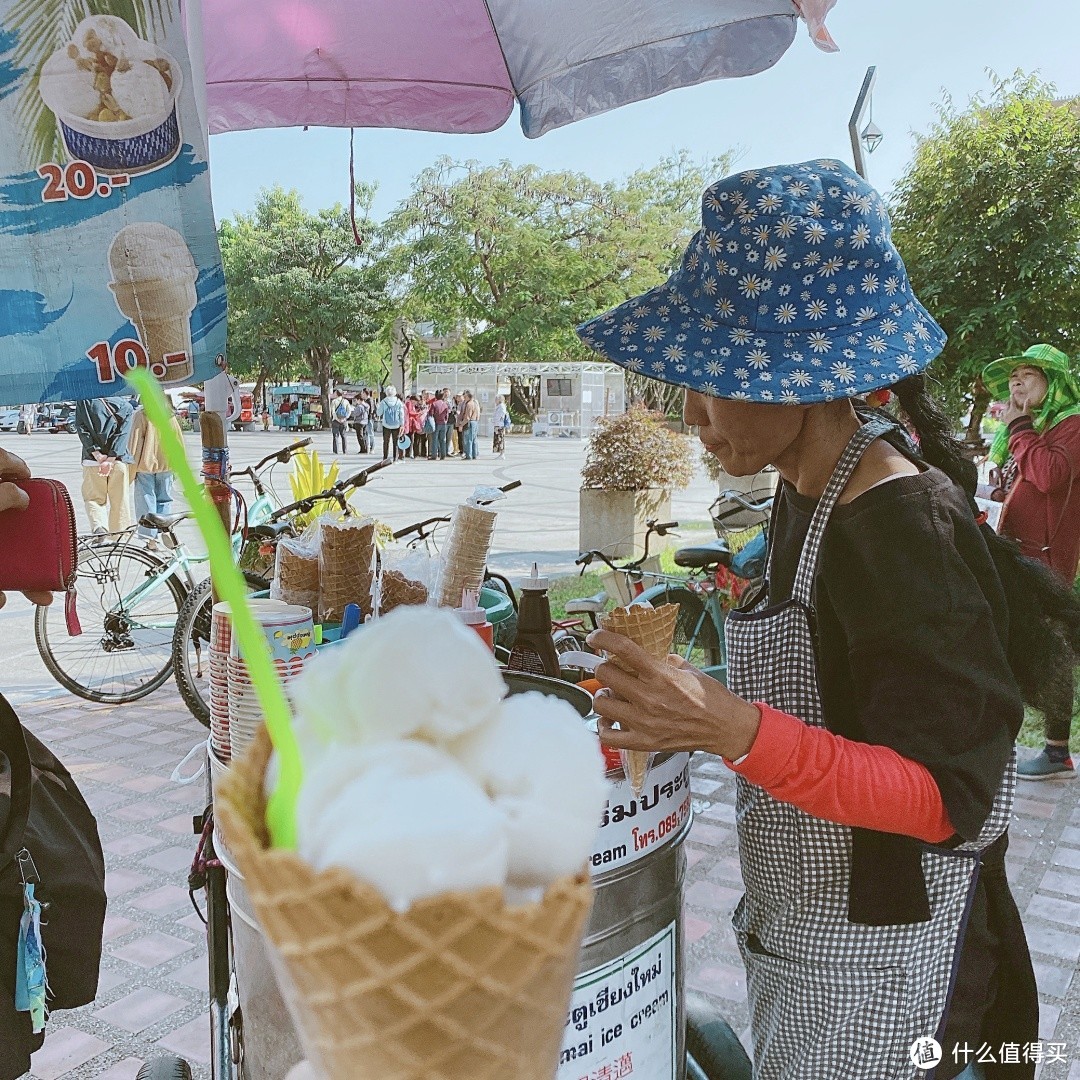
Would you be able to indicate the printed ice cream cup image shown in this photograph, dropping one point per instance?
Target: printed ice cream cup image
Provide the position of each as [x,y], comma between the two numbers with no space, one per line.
[115,97]
[153,283]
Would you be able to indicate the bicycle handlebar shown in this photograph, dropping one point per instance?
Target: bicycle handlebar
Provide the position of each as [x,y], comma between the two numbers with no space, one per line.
[746,503]
[337,491]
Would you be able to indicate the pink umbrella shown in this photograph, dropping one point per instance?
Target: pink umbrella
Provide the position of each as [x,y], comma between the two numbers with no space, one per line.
[459,65]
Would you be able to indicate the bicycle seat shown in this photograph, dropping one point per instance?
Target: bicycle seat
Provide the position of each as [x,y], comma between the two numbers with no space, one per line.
[270,530]
[163,522]
[585,604]
[702,556]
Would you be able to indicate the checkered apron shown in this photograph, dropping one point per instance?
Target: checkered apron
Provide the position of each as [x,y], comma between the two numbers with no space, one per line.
[831,999]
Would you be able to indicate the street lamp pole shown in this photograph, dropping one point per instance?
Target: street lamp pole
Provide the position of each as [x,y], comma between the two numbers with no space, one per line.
[863,105]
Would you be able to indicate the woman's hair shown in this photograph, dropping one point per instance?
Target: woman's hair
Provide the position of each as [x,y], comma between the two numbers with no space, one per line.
[1043,612]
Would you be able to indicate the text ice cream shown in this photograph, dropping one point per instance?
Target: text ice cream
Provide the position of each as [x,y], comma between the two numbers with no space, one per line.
[153,282]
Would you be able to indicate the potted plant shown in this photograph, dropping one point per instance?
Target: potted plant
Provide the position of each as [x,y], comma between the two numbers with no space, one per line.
[633,462]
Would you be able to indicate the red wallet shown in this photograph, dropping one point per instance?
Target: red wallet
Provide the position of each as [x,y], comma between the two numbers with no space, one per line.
[39,547]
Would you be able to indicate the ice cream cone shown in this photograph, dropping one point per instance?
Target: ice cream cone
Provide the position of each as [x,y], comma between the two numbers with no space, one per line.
[466,553]
[153,283]
[458,986]
[652,629]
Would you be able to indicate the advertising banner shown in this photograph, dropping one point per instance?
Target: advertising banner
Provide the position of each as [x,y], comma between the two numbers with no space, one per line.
[108,253]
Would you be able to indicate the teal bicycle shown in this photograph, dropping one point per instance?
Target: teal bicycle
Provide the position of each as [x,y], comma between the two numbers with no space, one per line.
[130,601]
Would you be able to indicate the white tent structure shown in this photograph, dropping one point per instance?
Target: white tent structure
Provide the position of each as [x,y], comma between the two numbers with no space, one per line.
[569,396]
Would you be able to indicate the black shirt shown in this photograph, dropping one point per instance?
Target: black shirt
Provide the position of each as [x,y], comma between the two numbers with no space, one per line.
[912,630]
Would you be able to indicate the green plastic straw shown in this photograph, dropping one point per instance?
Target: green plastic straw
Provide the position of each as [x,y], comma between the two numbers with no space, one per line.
[229,582]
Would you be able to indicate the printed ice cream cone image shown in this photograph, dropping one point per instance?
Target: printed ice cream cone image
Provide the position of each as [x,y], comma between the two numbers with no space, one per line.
[113,96]
[441,939]
[153,283]
[652,629]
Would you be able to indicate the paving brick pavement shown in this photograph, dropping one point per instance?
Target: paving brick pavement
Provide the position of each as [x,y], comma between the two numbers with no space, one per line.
[152,997]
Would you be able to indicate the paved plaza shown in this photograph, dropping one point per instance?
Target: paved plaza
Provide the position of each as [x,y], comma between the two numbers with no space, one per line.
[152,996]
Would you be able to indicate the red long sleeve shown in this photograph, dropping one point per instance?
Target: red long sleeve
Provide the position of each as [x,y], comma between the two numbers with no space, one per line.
[838,780]
[1048,463]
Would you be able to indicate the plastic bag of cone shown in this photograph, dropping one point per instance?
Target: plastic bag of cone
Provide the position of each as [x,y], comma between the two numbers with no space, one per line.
[652,629]
[458,986]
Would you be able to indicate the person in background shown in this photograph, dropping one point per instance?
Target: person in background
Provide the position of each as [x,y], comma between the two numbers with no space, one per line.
[153,480]
[391,413]
[1038,453]
[876,682]
[340,413]
[104,427]
[361,419]
[501,423]
[457,407]
[27,419]
[470,421]
[414,423]
[369,397]
[421,441]
[441,416]
[13,468]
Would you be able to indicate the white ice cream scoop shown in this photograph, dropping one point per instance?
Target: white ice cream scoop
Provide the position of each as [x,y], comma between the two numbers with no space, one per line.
[543,770]
[405,818]
[140,90]
[150,252]
[68,89]
[417,672]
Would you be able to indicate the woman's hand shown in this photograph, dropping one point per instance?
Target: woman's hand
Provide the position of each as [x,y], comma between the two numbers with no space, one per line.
[1014,409]
[14,498]
[667,704]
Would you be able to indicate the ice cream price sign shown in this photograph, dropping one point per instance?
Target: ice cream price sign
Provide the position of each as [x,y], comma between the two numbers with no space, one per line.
[632,825]
[109,257]
[622,1016]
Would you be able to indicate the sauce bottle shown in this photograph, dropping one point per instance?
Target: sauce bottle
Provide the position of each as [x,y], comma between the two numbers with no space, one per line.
[534,648]
[472,615]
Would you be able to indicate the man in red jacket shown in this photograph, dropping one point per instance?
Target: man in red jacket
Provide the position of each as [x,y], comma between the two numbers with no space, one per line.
[1039,453]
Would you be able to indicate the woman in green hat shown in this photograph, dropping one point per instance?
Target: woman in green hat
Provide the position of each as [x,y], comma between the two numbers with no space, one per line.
[1038,451]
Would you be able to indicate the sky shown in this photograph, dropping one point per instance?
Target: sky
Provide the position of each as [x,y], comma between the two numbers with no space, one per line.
[798,109]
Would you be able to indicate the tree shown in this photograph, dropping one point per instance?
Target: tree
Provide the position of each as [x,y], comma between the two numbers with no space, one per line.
[987,219]
[299,284]
[520,256]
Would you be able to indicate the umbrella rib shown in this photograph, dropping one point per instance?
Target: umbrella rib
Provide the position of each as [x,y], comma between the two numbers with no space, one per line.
[520,91]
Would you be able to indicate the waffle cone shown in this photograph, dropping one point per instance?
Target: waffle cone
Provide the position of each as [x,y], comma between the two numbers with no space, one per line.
[458,986]
[652,629]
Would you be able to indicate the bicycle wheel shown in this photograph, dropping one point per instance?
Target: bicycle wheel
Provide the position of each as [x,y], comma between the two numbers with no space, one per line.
[127,612]
[190,645]
[696,636]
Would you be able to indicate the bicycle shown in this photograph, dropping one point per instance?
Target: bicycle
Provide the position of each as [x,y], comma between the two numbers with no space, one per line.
[190,638]
[129,601]
[703,604]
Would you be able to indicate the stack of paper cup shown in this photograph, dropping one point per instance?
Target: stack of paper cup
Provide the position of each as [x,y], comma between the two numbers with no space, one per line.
[289,629]
[466,553]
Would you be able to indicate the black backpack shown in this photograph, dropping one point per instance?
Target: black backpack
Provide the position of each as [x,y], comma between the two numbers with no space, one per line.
[43,815]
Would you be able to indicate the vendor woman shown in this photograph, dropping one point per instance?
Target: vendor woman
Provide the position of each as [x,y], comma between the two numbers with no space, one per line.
[876,682]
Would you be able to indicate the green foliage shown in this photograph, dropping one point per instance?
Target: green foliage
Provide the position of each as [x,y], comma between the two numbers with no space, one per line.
[636,450]
[43,27]
[521,256]
[987,219]
[300,286]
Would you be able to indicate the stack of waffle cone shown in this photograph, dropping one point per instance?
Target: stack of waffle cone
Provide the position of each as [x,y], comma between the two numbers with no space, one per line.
[652,629]
[458,986]
[346,566]
[466,553]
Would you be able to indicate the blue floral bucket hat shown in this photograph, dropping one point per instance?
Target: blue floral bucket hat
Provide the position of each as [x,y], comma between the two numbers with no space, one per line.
[792,292]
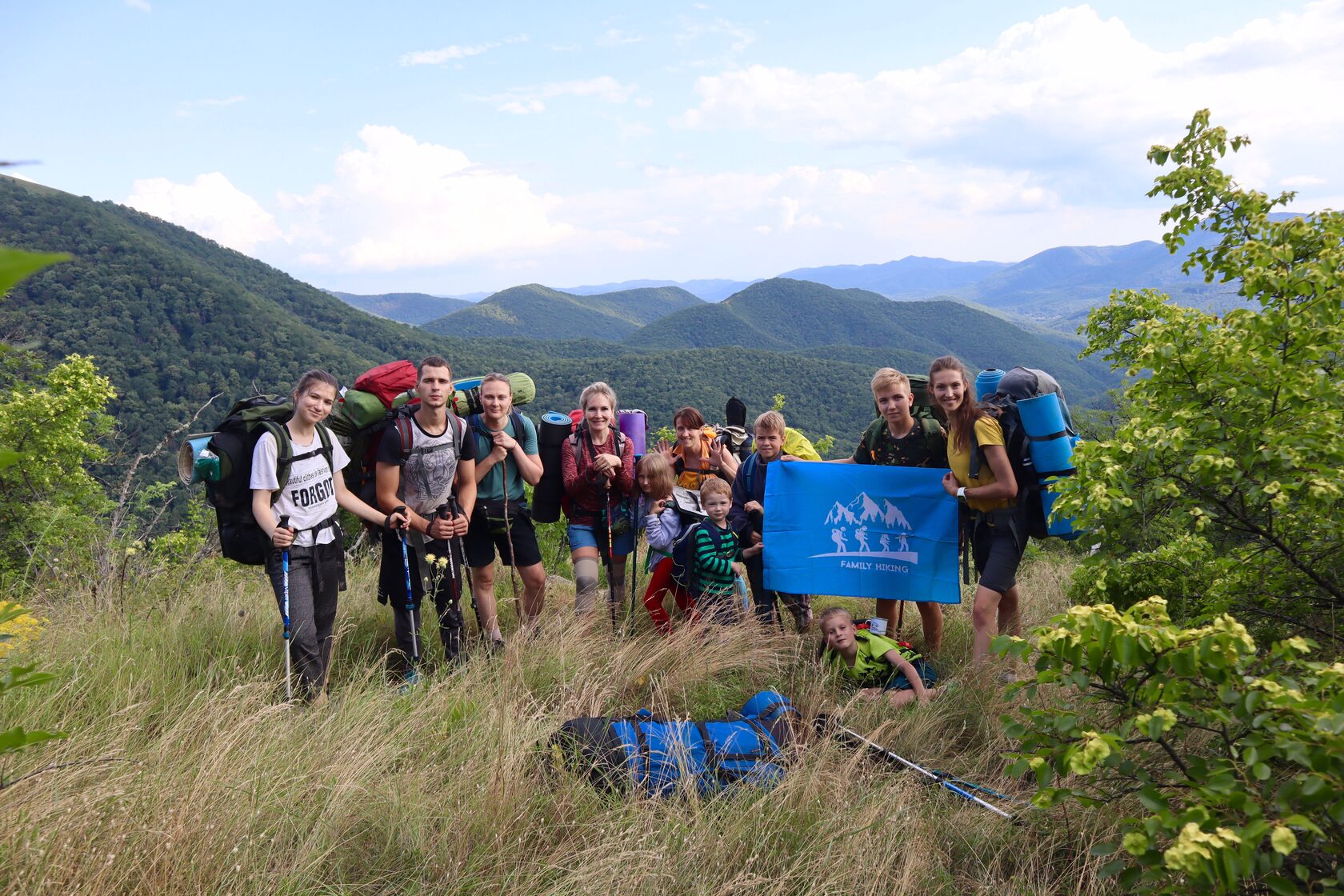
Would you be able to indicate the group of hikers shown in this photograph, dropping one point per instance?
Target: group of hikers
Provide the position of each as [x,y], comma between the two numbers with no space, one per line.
[450,494]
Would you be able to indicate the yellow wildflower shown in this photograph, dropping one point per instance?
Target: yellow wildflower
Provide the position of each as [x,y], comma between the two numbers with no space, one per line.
[1094,750]
[21,629]
[1282,840]
[1134,842]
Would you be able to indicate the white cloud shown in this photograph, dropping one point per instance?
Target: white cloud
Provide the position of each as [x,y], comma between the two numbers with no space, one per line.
[454,51]
[399,203]
[1067,78]
[521,108]
[739,38]
[189,106]
[210,206]
[522,101]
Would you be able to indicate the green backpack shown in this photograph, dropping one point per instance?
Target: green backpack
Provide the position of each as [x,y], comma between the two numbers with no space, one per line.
[926,418]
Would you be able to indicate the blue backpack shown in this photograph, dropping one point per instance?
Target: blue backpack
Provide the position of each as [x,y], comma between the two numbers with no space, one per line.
[650,755]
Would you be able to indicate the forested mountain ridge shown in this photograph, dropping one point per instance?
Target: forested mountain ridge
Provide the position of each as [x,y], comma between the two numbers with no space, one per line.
[407,308]
[1053,286]
[798,316]
[910,277]
[174,318]
[539,312]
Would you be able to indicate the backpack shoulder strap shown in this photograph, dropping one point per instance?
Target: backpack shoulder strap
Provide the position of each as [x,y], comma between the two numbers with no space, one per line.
[458,429]
[405,435]
[284,454]
[871,435]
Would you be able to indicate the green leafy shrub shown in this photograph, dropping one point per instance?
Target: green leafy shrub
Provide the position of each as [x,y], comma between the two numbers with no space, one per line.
[18,626]
[1233,429]
[1234,755]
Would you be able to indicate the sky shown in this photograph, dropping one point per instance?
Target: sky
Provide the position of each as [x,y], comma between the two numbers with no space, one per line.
[458,146]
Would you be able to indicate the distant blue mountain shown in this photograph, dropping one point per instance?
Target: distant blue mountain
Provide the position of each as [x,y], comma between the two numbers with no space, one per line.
[910,277]
[711,290]
[1053,285]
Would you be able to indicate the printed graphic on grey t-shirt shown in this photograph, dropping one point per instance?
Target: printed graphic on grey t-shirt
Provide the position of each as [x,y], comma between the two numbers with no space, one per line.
[430,469]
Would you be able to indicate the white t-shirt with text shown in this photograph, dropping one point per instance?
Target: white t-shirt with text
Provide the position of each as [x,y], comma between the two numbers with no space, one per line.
[310,496]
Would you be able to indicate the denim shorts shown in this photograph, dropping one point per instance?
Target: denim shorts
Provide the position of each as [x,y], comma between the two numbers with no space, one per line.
[594,536]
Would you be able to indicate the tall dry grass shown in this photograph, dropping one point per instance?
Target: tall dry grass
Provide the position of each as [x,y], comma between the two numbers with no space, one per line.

▸ **EXERCISE AIM**:
Output the lines from the line containing "Would you be able to indicate the printed graphic" to the end, both included; add nothing.

▸ **SOLVED EXERCISE**:
Would you be able to indicate the printed graphic on grey t-shirt shown in this photograph, dropping one point per instance?
Target: printed graphic on grey t-shirt
Provide the position of each as [x,y], comma between the two numbers with no space, one per line.
[430,469]
Would you be able to indicate the white t-shirt with text shown in this photograph, dropping one point per instance?
Target: white t-shirt with text
Provide the position of each as [x,y], comma between the two numbers with no space, one per line.
[310,496]
Would you be able to indicate the denim shorts shown in this photograph, dropping one point per instance?
Target: denim shorts
Provide the position of each as [x,y], comma between the two numbers with no space, one per line.
[594,536]
Would you be able to indicate the tall dry grass shown in this photograph, dropping one point per instance?
Target: tall dry grass
Provide the position of each as [x,y], comma between the two numbers with no space, one per line.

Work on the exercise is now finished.